- **SET EXERCISE**: Which lines in the records that follow contain the word "above"? List each such line in full, treating uppercase and lowercase as different.

- **DATA EXTRACT**:
========

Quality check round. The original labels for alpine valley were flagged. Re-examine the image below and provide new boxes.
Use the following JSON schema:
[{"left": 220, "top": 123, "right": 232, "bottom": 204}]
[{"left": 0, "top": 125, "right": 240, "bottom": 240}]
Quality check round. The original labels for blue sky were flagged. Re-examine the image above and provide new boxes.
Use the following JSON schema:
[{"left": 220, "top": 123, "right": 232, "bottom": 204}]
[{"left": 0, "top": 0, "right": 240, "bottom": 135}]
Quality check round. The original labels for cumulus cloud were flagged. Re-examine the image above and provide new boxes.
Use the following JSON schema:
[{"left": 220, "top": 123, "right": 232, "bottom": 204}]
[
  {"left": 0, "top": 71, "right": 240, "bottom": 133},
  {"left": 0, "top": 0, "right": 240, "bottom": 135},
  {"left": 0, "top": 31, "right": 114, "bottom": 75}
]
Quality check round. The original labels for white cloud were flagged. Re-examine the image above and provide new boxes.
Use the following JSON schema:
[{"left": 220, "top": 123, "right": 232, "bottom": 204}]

========

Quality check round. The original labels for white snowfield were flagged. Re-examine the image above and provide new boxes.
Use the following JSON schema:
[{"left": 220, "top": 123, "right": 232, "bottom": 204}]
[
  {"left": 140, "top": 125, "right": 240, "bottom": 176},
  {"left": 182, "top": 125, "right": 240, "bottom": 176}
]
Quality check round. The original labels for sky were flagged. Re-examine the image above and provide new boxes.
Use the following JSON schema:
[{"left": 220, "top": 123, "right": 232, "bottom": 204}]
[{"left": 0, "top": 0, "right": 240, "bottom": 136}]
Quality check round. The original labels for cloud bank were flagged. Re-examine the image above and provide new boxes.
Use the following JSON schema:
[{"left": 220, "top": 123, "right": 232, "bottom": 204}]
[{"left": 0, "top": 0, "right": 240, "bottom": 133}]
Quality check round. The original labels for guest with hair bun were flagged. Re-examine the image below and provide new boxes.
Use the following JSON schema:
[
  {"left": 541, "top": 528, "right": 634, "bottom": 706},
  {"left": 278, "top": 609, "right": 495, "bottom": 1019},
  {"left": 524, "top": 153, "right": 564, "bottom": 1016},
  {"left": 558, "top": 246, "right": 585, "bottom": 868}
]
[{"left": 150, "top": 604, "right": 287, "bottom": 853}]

========

- **EXPECTED OUTPUT**:
Quality check round. The original labels for blue sky were flagged. Re-examine the image above and provide new boxes.
Quality check round. The original labels for cumulus cloud were flagged. Re-examine the image above and provide new boxes.
Quality check round. The original labels for white cloud were flagged. Re-examine the image above and provide new boxes.
Quality check round. The original labels for white snowfield were flagged. Re-examine the image above and provide new boxes.
Quality check round. The original labels for sky were flagged. Re-examine the image above and provide new boxes.
Quality check round. The original labels for cloud bank were flagged. Re-examine the image above and provide new boxes.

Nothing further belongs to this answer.